-- Given entries follows --

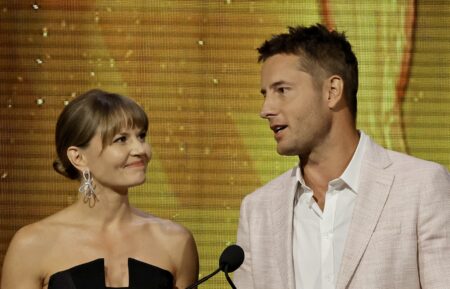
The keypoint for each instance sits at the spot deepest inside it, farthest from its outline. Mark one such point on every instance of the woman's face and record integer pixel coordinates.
(121, 164)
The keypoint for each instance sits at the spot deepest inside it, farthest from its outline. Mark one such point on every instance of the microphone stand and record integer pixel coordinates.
(204, 279)
(225, 270)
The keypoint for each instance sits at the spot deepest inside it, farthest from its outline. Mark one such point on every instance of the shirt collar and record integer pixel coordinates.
(351, 174)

-- Given entries concluded --

The required answer is the line with "stand and record integer pixel coordinates." plus every line after it to the end of the entries above, transcribed exactly.

__Result for this exercise__:
The keypoint for each instance sits at the spot deepest inside it, farthest from its outline. Mark one such point on every instance of the microphone stand and record integer pixel coordinates.
(204, 279)
(225, 270)
The keypoint for each instance sits at the spot deepest inside it, farthest from its outline. Mark one such point on every instance of the shirt collar and record integer pixel coordinates.
(351, 174)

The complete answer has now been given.